Exercise A
Count the lines in the listing below that contain the string "green", and reply with that number alone.

A bitmap corresponds bit-for-bit with an image displayed on a screen, generally in the same format used for storage in the display's video memory, or maybe as a device-independent bitmap. A bitmap is technically characterized by the width and height of the image in pixels and by the number of bits per pixel (a color depth, which determines the number of colors it can represent).^[2]

The printing and prepress industries know raster graphics as contones (from "continuous tones"). The opposite to contones is "line work", usually implemented as vector graphics in digital systems.^[3]

Etymology

The word "raster" has its origins in the Latin rastrum (a rake), which is derived from radere (to scrape). It originates from the raster scan of cathode ray tube (CRT) video monitors, which paint the image line by line by magnetically steering a focused electron beam.^[4] By association, it came also to refer to a rectangular grid of pixels. See also rastrum, a device for drawing musical staff lines.

Resolution

Raster graphics are resolution dependent, meaning they cannot scale up to an arbitrary resolution without loss of apparent quality.^[5] This property contrasts with the capabilities of vector graphics, which easily scale up to the quality of the device rendering them. Raster graphics deal more practically than vector graphics with photographs and photo-realistic images, while vector graphics often serve better for typesetting or for graphic design. Modern computer-monitors typically display about 72 to 130 pixels per inch (PPI), and some modern consumer printers can resolve 2400 dots per inch (DPI) or more; determining the most appropriate image resolution for a given printer-resolution can pose difficulties, since printed output may have a greater level of detail than a viewer can discern on a monitor. Typically, a resolution of 150 to 300 pixels per inch works well for 4-color process (CMYK) printing.

Exercise B
Write the next part of the raster graphics passage above, starting right after its final sentence.

Extracted records
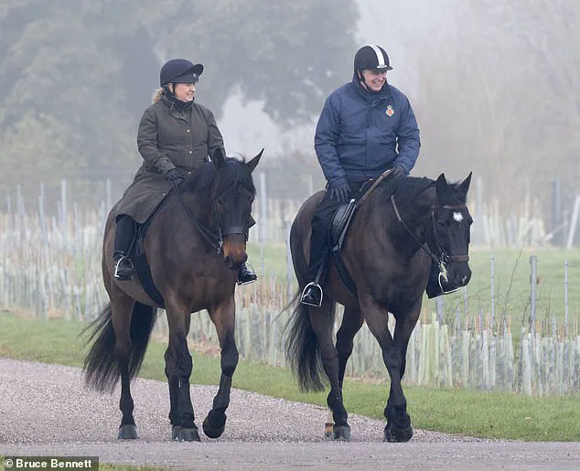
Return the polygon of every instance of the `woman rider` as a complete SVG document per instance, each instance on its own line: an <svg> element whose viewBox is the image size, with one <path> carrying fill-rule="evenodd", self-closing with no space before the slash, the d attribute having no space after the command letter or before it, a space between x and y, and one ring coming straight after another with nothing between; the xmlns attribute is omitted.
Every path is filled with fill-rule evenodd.
<svg viewBox="0 0 580 471"><path fill-rule="evenodd" d="M194 102L196 83L202 72L201 64L185 59L173 59L161 68L161 88L143 113L137 134L137 146L145 162L116 210L113 259L114 276L119 280L131 280L134 274L128 251L136 226L147 220L172 187L208 162L208 155L213 155L217 149L225 155L213 113ZM256 279L244 263L238 283Z"/></svg>

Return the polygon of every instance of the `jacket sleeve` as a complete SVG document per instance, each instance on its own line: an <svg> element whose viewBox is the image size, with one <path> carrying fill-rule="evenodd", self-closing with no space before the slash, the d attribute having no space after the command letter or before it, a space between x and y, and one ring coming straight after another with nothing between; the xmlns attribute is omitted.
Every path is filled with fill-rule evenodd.
<svg viewBox="0 0 580 471"><path fill-rule="evenodd" d="M206 120L208 123L208 154L209 155L209 158L213 156L213 153L218 149L221 149L225 156L226 150L223 146L223 137L218 128L216 119L209 110L208 110Z"/></svg>
<svg viewBox="0 0 580 471"><path fill-rule="evenodd" d="M397 150L399 155L395 160L395 166L401 166L408 174L414 166L419 156L419 147L421 139L419 137L419 127L414 112L407 97L403 97L404 103L401 115L401 125L397 133Z"/></svg>
<svg viewBox="0 0 580 471"><path fill-rule="evenodd" d="M328 184L335 187L347 183L346 172L340 166L336 147L340 127L336 100L333 95L327 99L314 136L314 148L322 172Z"/></svg>
<svg viewBox="0 0 580 471"><path fill-rule="evenodd" d="M151 170L166 174L176 167L157 147L157 116L155 110L147 108L143 113L137 133L139 153Z"/></svg>

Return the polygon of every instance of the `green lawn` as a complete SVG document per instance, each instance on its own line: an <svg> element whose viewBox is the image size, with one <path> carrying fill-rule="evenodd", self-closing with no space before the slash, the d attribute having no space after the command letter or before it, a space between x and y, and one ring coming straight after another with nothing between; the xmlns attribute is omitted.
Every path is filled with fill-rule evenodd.
<svg viewBox="0 0 580 471"><path fill-rule="evenodd" d="M248 247L250 262L260 270L260 248ZM472 276L467 287L468 311L473 317L483 310L484 316L491 313L491 257L494 257L494 306L495 320L504 315L511 317L512 332L520 335L521 323L529 321L530 307L530 256L538 258L538 284L536 320L552 322L555 316L558 322L564 320L564 260L568 267L569 324L574 325L580 313L580 250L540 250L470 251ZM268 275L286 276L285 246L267 245L264 247L264 267ZM463 290L447 294L444 298L446 322L455 325L456 312L459 308L462 325L465 322L465 304ZM435 300L424 298L424 306L435 312ZM550 328L552 328L550 326Z"/></svg>
<svg viewBox="0 0 580 471"><path fill-rule="evenodd" d="M79 337L83 325L63 320L34 320L0 314L0 357L81 366L85 351ZM152 342L143 378L165 380L165 343ZM386 371L385 371L386 377ZM220 359L194 353L192 383L218 384ZM326 393L302 394L289 371L242 361L233 386L263 394L326 404ZM382 418L386 385L346 380L349 412ZM458 389L405 387L409 412L417 428L479 437L521 440L580 440L580 398L526 398ZM378 431L377 433L380 433Z"/></svg>

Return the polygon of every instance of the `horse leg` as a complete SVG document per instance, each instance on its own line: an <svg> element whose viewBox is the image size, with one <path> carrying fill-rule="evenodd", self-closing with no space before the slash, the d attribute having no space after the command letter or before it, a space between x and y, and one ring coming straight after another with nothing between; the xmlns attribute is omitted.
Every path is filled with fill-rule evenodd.
<svg viewBox="0 0 580 471"><path fill-rule="evenodd" d="M330 392L327 397L327 405L332 411L334 426L332 438L335 440L350 440L349 414L342 401L342 388L339 380L338 353L332 340L334 311L336 303L328 296L324 296L320 307L309 307L310 324L318 338L318 348L322 366L330 381Z"/></svg>
<svg viewBox="0 0 580 471"><path fill-rule="evenodd" d="M174 440L199 442L195 413L189 392L189 377L193 362L188 348L188 316L180 307L166 305L169 346L166 352L166 375L169 383L169 418Z"/></svg>
<svg viewBox="0 0 580 471"><path fill-rule="evenodd" d="M344 372L347 368L347 361L352 354L354 347L354 336L360 330L364 319L360 309L345 308L342 316L342 324L338 332L337 332L337 352L338 353L338 383L342 391L342 381L344 380ZM325 436L332 437L334 423L332 423L332 411L328 412L328 418L325 424Z"/></svg>
<svg viewBox="0 0 580 471"><path fill-rule="evenodd" d="M230 405L231 378L238 365L238 348L234 338L236 306L233 296L209 310L216 326L221 348L220 388L213 398L213 406L203 421L203 432L209 438L221 436L226 426L226 409Z"/></svg>
<svg viewBox="0 0 580 471"><path fill-rule="evenodd" d="M385 412L388 410L392 419L391 436L387 436L385 429L384 438L395 442L408 442L413 436L413 427L407 413L407 400L401 385L402 348L395 345L389 331L389 313L386 309L371 301L365 303L363 311L367 326L381 346L382 360L391 377L391 404L385 408Z"/></svg>
<svg viewBox="0 0 580 471"><path fill-rule="evenodd" d="M121 291L116 284L109 286L109 297L111 298L111 312L113 328L114 330L114 354L117 359L117 366L121 373L121 399L119 409L123 417L117 438L138 438L137 427L133 417L134 402L131 396L131 378L129 374L129 362L133 346L131 343L131 317L134 300Z"/></svg>
<svg viewBox="0 0 580 471"><path fill-rule="evenodd" d="M403 380L404 376L407 365L407 347L409 346L409 339L411 338L411 334L413 334L413 330L417 324L417 320L419 319L419 316L421 314L421 303L422 300L420 299L405 316L399 317L400 320L395 322L394 344L399 349L401 355L401 380ZM387 419L387 425L384 428L384 440L387 442L406 441L400 440L401 434L399 431L401 429L404 429L406 426L408 414L406 408L403 411L397 411L394 405L394 398L395 395L392 383L387 406L384 410L384 416Z"/></svg>
<svg viewBox="0 0 580 471"><path fill-rule="evenodd" d="M167 384L169 385L169 422L171 423L171 438L177 440L177 432L181 428L181 418L177 411L177 397L179 394L179 377L171 374L168 365L174 365L173 350L167 347L165 353L166 360L166 376L167 377Z"/></svg>

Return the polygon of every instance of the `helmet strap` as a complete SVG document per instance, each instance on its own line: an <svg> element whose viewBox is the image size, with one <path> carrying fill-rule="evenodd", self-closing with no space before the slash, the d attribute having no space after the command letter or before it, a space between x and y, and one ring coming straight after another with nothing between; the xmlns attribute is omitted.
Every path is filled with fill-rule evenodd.
<svg viewBox="0 0 580 471"><path fill-rule="evenodd" d="M369 91L369 87L367 87L367 84L364 82L364 76L360 73L360 70L357 70L357 77L359 78L359 81L360 82L360 86L366 90L367 91Z"/></svg>

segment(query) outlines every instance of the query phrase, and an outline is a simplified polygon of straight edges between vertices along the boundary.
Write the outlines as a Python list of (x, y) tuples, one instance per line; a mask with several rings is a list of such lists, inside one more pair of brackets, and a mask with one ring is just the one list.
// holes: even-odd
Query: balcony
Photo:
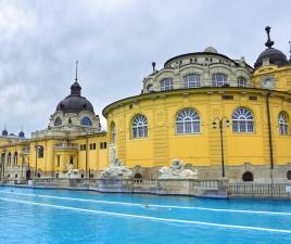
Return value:
[(22, 154), (24, 154), (24, 155), (26, 155), (26, 154), (29, 154), (29, 147), (24, 147), (23, 150), (22, 150)]
[(76, 150), (78, 150), (78, 144), (63, 142), (63, 143), (55, 144), (54, 150), (56, 150), (56, 151), (62, 151), (62, 150), (76, 151)]

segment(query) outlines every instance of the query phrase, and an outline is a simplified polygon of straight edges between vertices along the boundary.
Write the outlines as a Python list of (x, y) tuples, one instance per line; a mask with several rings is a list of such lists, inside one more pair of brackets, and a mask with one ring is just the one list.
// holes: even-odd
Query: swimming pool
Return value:
[(291, 202), (0, 187), (0, 243), (291, 243)]

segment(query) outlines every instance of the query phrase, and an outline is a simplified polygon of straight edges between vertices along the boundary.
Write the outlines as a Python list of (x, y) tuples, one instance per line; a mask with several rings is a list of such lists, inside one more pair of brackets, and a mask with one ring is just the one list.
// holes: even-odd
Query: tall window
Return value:
[(42, 145), (37, 145), (37, 156), (39, 158), (42, 158), (43, 157), (43, 151), (45, 151), (45, 149), (43, 149)]
[(213, 87), (223, 87), (227, 84), (227, 76), (222, 73), (216, 73), (212, 75), (212, 86)]
[(8, 162), (7, 165), (11, 165), (11, 152), (8, 153)]
[(176, 117), (176, 131), (182, 133), (200, 132), (200, 116), (192, 108), (181, 110)]
[(161, 80), (161, 91), (168, 91), (174, 89), (174, 84), (172, 78), (165, 78)]
[(111, 123), (111, 143), (114, 144), (116, 139), (116, 128), (115, 128), (115, 123)]
[(249, 87), (249, 81), (246, 78), (240, 76), (238, 78), (238, 87)]
[(184, 88), (195, 88), (200, 87), (200, 75), (198, 74), (190, 74), (185, 77), (184, 79)]
[(18, 153), (15, 152), (14, 155), (13, 155), (13, 165), (16, 166), (18, 163)]
[(62, 126), (62, 119), (60, 117), (55, 118), (54, 126)]
[(278, 116), (279, 124), (279, 134), (287, 136), (288, 134), (288, 118), (287, 114), (281, 112)]
[(239, 107), (233, 112), (232, 131), (238, 133), (254, 132), (254, 116), (250, 110)]
[(153, 91), (153, 85), (152, 85), (152, 84), (149, 84), (149, 85), (147, 86), (147, 91), (148, 91), (148, 92), (152, 92), (152, 91)]
[(136, 115), (132, 121), (132, 138), (148, 137), (148, 119), (144, 115)]
[(91, 119), (88, 118), (88, 117), (83, 117), (83, 118), (80, 119), (80, 125), (83, 125), (83, 126), (92, 126), (92, 121), (91, 121)]

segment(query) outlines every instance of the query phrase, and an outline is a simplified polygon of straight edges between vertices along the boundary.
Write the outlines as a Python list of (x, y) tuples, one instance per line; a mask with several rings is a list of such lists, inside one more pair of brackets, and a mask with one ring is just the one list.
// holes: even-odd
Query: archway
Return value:
[(137, 172), (134, 178), (135, 178), (135, 182), (137, 182), (137, 183), (141, 183), (142, 182), (142, 176), (141, 176), (141, 174)]
[(291, 170), (288, 170), (288, 171), (287, 171), (287, 179), (288, 179), (288, 180), (291, 180)]
[(26, 180), (31, 180), (31, 170), (30, 169), (26, 170)]
[(246, 171), (242, 175), (242, 181), (254, 181), (254, 176), (252, 172)]

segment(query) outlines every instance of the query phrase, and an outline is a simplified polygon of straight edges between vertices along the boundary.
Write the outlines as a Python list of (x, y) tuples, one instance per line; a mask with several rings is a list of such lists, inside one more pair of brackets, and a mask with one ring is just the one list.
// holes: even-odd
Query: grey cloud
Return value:
[(140, 92), (152, 61), (161, 68), (173, 55), (214, 46), (253, 64), (266, 25), (286, 53), (291, 38), (287, 0), (18, 0), (0, 7), (12, 10), (0, 10), (0, 126), (13, 132), (48, 125), (69, 92), (76, 60), (83, 94), (101, 116), (109, 103)]

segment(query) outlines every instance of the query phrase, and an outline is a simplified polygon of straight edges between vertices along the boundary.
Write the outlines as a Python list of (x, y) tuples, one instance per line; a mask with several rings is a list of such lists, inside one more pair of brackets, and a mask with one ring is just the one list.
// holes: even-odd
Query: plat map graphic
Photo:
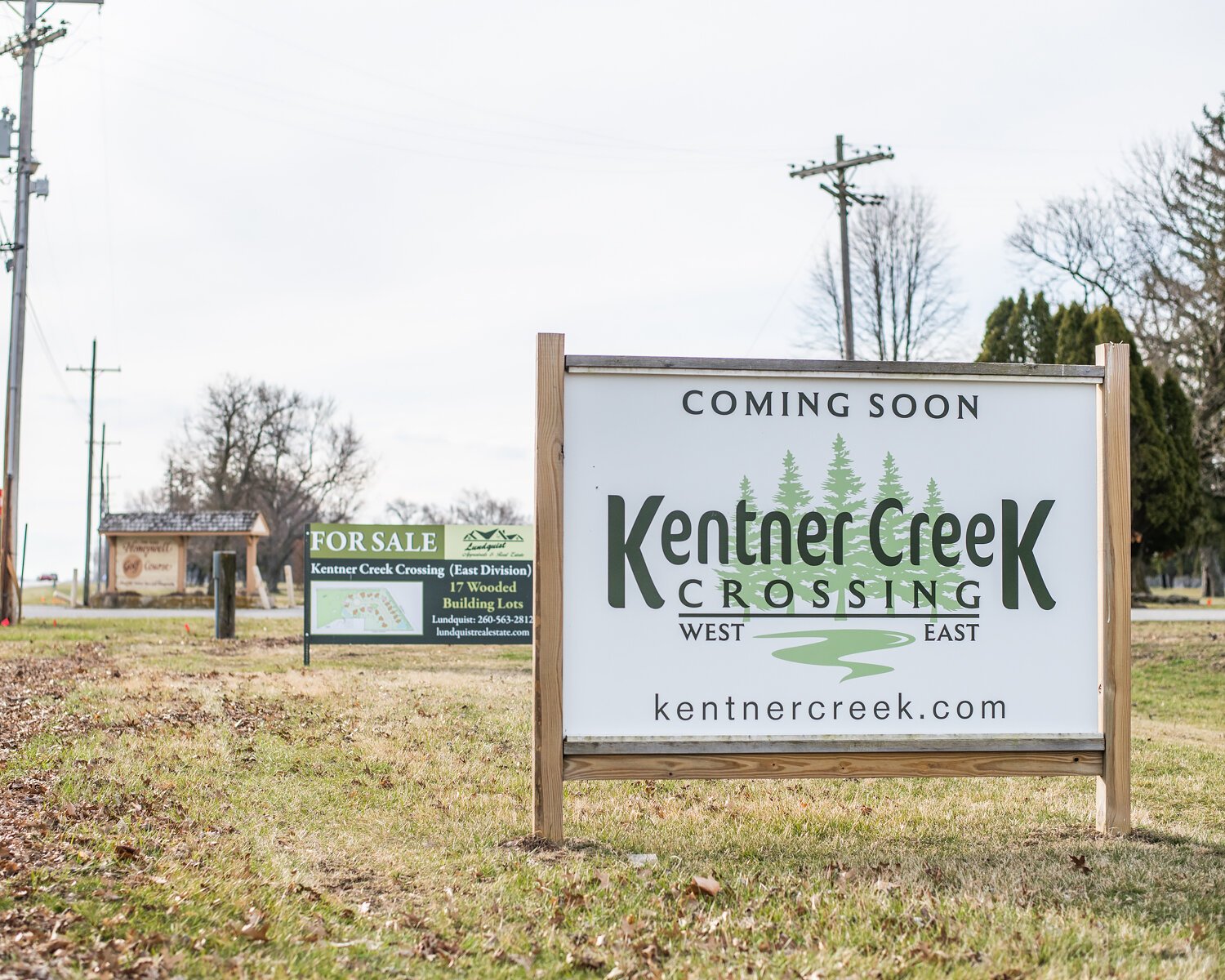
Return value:
[(383, 586), (320, 586), (312, 597), (316, 630), (343, 632), (359, 627), (358, 631), (376, 633), (419, 633), (408, 612)]

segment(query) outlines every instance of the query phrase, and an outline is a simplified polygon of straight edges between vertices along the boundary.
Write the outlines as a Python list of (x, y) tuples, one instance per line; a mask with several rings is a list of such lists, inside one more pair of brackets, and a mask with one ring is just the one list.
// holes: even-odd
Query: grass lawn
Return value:
[(0, 976), (1225, 970), (1214, 624), (1134, 630), (1129, 837), (1083, 778), (581, 783), (561, 849), (526, 838), (527, 649), (303, 671), (295, 627), (0, 633)]

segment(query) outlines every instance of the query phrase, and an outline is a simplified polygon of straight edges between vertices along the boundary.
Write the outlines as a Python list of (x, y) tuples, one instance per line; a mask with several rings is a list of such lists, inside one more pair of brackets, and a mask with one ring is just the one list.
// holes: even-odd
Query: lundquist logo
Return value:
[(463, 535), (464, 557), (527, 557), (527, 540), (517, 530), (473, 528)]

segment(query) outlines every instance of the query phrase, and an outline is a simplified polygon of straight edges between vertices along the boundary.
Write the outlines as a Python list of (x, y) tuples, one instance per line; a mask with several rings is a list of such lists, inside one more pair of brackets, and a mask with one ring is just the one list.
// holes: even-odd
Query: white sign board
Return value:
[(1095, 396), (572, 370), (565, 737), (1098, 733)]

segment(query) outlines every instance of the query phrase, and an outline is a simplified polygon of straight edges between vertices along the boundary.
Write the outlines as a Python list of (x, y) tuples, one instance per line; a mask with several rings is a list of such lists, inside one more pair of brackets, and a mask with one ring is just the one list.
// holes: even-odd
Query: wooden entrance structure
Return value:
[(174, 541), (178, 566), (174, 592), (186, 588), (189, 538), (244, 538), (246, 541), (246, 594), (258, 594), (256, 549), (260, 538), (268, 537), (268, 522), (258, 511), (142, 511), (108, 513), (98, 524), (107, 537), (110, 557), (107, 562), (107, 590), (115, 592), (115, 556), (125, 539)]

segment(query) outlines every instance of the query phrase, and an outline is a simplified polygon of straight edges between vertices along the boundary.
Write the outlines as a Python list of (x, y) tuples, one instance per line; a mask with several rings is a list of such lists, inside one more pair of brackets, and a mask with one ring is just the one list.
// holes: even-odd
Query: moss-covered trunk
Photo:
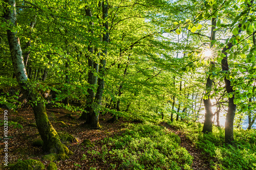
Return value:
[[(210, 40), (211, 41), (210, 48), (214, 46), (214, 41), (215, 40), (215, 36), (216, 31), (214, 31), (216, 28), (216, 18), (212, 18), (211, 19), (211, 36)], [(214, 62), (211, 61), (210, 63), (209, 72), (212, 71), (215, 67), (215, 64)], [(206, 80), (206, 87), (205, 90), (205, 94), (207, 95), (207, 98), (204, 99), (204, 107), (205, 109), (205, 114), (204, 116), (204, 127), (203, 128), (203, 133), (208, 133), (212, 132), (212, 118), (214, 114), (212, 113), (211, 102), (210, 99), (210, 93), (212, 87), (213, 80), (210, 78), (208, 76)]]
[[(11, 22), (15, 26), (15, 1), (5, 1), (5, 3), (7, 5), (4, 6), (4, 19), (7, 24)], [(9, 8), (8, 6), (10, 6), (11, 8)], [(7, 30), (7, 33), (16, 78), (24, 97), (32, 102), (36, 125), (44, 142), (44, 150), (48, 152), (56, 153), (58, 159), (66, 159), (69, 150), (61, 143), (58, 135), (48, 119), (44, 100), (28, 81), (19, 39), (16, 36), (17, 33), (10, 30)]]

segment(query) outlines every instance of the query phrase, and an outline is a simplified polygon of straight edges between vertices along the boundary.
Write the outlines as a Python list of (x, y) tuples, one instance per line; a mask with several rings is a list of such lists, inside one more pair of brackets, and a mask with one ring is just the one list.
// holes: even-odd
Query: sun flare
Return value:
[(204, 55), (205, 57), (209, 58), (211, 57), (212, 54), (210, 50), (207, 50), (205, 52), (204, 52)]

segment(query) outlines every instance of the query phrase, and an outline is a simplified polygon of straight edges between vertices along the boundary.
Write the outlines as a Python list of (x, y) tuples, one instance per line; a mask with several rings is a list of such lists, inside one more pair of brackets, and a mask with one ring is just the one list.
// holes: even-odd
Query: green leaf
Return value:
[(177, 34), (178, 35), (180, 35), (180, 33), (181, 33), (181, 31), (180, 30), (180, 29), (176, 29), (176, 30), (175, 30), (175, 32), (176, 33), (176, 34)]
[(199, 24), (198, 26), (197, 27), (197, 29), (200, 30), (202, 28), (202, 25), (201, 24)]
[(216, 26), (217, 26), (218, 27), (219, 27), (220, 25), (221, 25), (221, 20), (219, 19), (218, 20), (218, 21), (217, 21), (217, 23), (216, 23)]
[(233, 34), (233, 35), (237, 35), (238, 34), (238, 28), (237, 27), (234, 28), (233, 29), (233, 31), (232, 31), (232, 33)]
[(241, 58), (244, 59), (245, 58), (246, 58), (246, 55), (245, 55), (245, 54), (241, 54)]
[(190, 31), (191, 31), (191, 32), (192, 33), (195, 33), (195, 32), (197, 31), (197, 28), (196, 28), (196, 27), (194, 26), (194, 27), (193, 27), (193, 28), (192, 28), (191, 29), (191, 30), (190, 30)]

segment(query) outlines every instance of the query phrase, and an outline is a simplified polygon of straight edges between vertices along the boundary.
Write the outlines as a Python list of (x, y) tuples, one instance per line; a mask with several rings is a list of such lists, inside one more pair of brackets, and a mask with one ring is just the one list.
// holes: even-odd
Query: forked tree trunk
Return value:
[[(175, 89), (175, 76), (174, 76), (174, 88)], [(174, 95), (173, 97), (173, 107), (172, 107), (172, 111), (170, 115), (170, 121), (174, 122), (174, 105), (175, 104), (175, 95)]]
[(108, 44), (109, 39), (109, 23), (108, 22), (109, 3), (108, 0), (105, 0), (102, 3), (102, 19), (104, 20), (103, 23), (105, 32), (103, 35), (103, 50), (102, 51), (102, 58), (100, 60), (100, 64), (99, 68), (99, 79), (98, 80), (98, 88), (97, 93), (95, 95), (94, 103), (95, 106), (91, 106), (93, 112), (90, 116), (90, 118), (86, 120), (84, 124), (91, 128), (97, 128), (99, 127), (99, 111), (97, 109), (101, 104), (101, 99), (102, 98), (103, 91), (104, 90), (104, 78), (105, 77), (105, 66), (106, 65), (106, 58), (108, 54)]
[[(248, 8), (251, 7), (251, 5), (253, 4), (253, 0), (251, 1), (250, 5), (248, 3), (247, 4), (247, 7)], [(249, 13), (250, 11), (247, 12), (247, 14)], [(238, 27), (239, 28), (238, 33), (240, 34), (241, 30), (242, 24), (239, 23)], [(235, 37), (237, 35), (233, 35), (232, 37)], [(233, 137), (233, 123), (234, 123), (234, 118), (236, 115), (236, 110), (237, 109), (237, 105), (234, 103), (234, 90), (233, 89), (233, 86), (231, 85), (231, 81), (229, 79), (228, 79), (228, 71), (229, 70), (229, 67), (227, 59), (227, 50), (230, 49), (233, 44), (232, 42), (228, 43), (221, 51), (221, 53), (225, 55), (225, 57), (223, 58), (222, 60), (221, 60), (221, 67), (222, 68), (222, 71), (224, 74), (227, 74), (227, 76), (224, 77), (225, 85), (226, 87), (226, 90), (228, 95), (230, 94), (232, 94), (232, 98), (229, 98), (228, 96), (228, 108), (227, 110), (227, 113), (226, 116), (226, 122), (225, 123), (225, 142), (226, 143), (231, 144), (234, 140)]]
[[(86, 9), (86, 13), (88, 17), (92, 17), (92, 12), (90, 8), (88, 8)], [(91, 26), (93, 26), (93, 22), (90, 21), (89, 24)], [(93, 30), (91, 29), (89, 29), (89, 33), (93, 34)], [(85, 111), (82, 113), (82, 114), (79, 117), (80, 119), (87, 120), (88, 119), (91, 119), (92, 115), (93, 112), (93, 104), (94, 100), (95, 93), (93, 91), (93, 88), (94, 88), (94, 83), (97, 82), (97, 80), (95, 80), (95, 77), (94, 76), (93, 69), (94, 67), (94, 61), (92, 59), (92, 56), (93, 55), (93, 47), (92, 44), (92, 41), (91, 41), (89, 43), (89, 45), (88, 47), (88, 52), (89, 55), (87, 55), (87, 58), (88, 60), (88, 66), (89, 67), (89, 71), (88, 72), (88, 79), (87, 82), (90, 85), (90, 86), (87, 89), (88, 94), (86, 96), (86, 104)]]
[[(4, 19), (7, 23), (10, 22), (16, 26), (15, 1), (5, 0), (5, 2), (8, 5), (4, 6)], [(11, 6), (10, 8), (8, 7), (8, 5)], [(28, 81), (19, 39), (16, 36), (17, 33), (10, 30), (7, 30), (7, 33), (16, 78), (24, 95), (31, 99), (33, 102), (32, 106), (36, 125), (44, 141), (43, 149), (47, 152), (57, 153), (59, 159), (66, 159), (68, 158), (69, 149), (61, 143), (59, 136), (48, 119), (44, 99), (33, 87), (31, 87)]]
[[(215, 18), (212, 18), (211, 19), (211, 31), (210, 36), (210, 48), (214, 45), (213, 41), (215, 40), (215, 35), (216, 32), (214, 30), (216, 28), (216, 20)], [(215, 67), (214, 62), (211, 61), (210, 63), (210, 71), (212, 71)], [(208, 76), (206, 81), (206, 87), (205, 93), (208, 96), (207, 99), (203, 100), (204, 107), (205, 108), (205, 114), (204, 116), (204, 127), (203, 128), (203, 133), (206, 133), (212, 132), (212, 118), (214, 114), (212, 113), (211, 102), (210, 101), (210, 95), (212, 87), (213, 80), (210, 79), (210, 76)]]
[[(182, 86), (182, 81), (181, 80), (180, 83), (180, 95), (181, 94), (181, 86)], [(179, 106), (178, 107), (178, 110), (177, 111), (177, 116), (176, 116), (176, 121), (179, 120), (179, 114), (180, 114), (180, 100), (179, 101)]]

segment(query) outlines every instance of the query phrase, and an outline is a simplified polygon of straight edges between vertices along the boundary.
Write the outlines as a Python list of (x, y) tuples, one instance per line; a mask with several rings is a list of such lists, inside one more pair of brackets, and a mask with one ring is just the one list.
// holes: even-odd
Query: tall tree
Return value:
[(57, 132), (48, 119), (43, 98), (28, 81), (19, 38), (15, 30), (17, 26), (15, 1), (5, 0), (5, 3), (3, 17), (9, 26), (7, 33), (13, 68), (23, 95), (33, 102), (32, 106), (36, 125), (44, 141), (43, 149), (47, 152), (57, 153), (59, 159), (66, 159), (68, 158), (69, 149), (61, 143)]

Answer A
2

Answer B
However, for printing technologies that perform color mixing through dithering (halftone) rather than through overprinting (virtually all home/office inkjet and laser printers), printer DPI and image PPI have a very different meaning, and this can be misleading. Because, through the dithering process, the printer builds a single image pixel out of several printer dots to increase color depth, the printer's DPI setting must be set far higher than the desired PPI to ensure sufficient color depth without sacrificing image resolution. Thus, for instance, printing an image at 250 PPI may actually require a printer setting of 1200 DPI.^[6]

Raster-based image editors

Raster-based image editors, such as Painter, Photoshop, Paint.NET, MS Paint, and GIMP, revolve around editing pixels, unlike vector-based image editors, such as Xfig, CorelDRAW, Adobe Illustrator, or Inkscape, which revolve around editing lines and shapes (vectors). When an image is rendered in a raster-based image editor, the image is composed of millions of pixels. At its core, a raster image editor works by manipulating each individual pixel. Most pixel-based image editors work using the RGB color model, but some also allow the use of other color models such as the CMYK color model.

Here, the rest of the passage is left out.